** Opening Data extracts block **

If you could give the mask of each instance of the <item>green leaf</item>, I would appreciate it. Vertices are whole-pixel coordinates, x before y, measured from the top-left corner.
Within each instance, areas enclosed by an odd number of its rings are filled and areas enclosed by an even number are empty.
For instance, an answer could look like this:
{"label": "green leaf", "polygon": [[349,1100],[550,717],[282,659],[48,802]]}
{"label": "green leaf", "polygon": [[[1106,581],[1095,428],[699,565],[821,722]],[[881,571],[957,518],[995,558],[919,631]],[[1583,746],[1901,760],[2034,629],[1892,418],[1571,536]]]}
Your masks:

** Closing Data extracts block **

Problem to solve
The complete material must be repeated exactly.

Expected answer
If you could give the mask of each instance of the <item>green leaf</item>, I would appreciate it. Vertices are whole-pixel coordinates, x before y, measured from the top-left corner.
Within each instance, areas enclosed by an odd number of its rings are filled and areas enclosed by an even number are empty.
For instance, an answer could look like this:
{"label": "green leaf", "polygon": [[349,1100],[550,717],[282,659],[48,802]]}
{"label": "green leaf", "polygon": [[[1106,581],[1095,428],[699,565],[821,722]],[[881,571],[957,518],[995,558],[919,631]],[[1583,746],[1901,760],[2034,629],[1892,418],[1571,536]]]}
Your masks:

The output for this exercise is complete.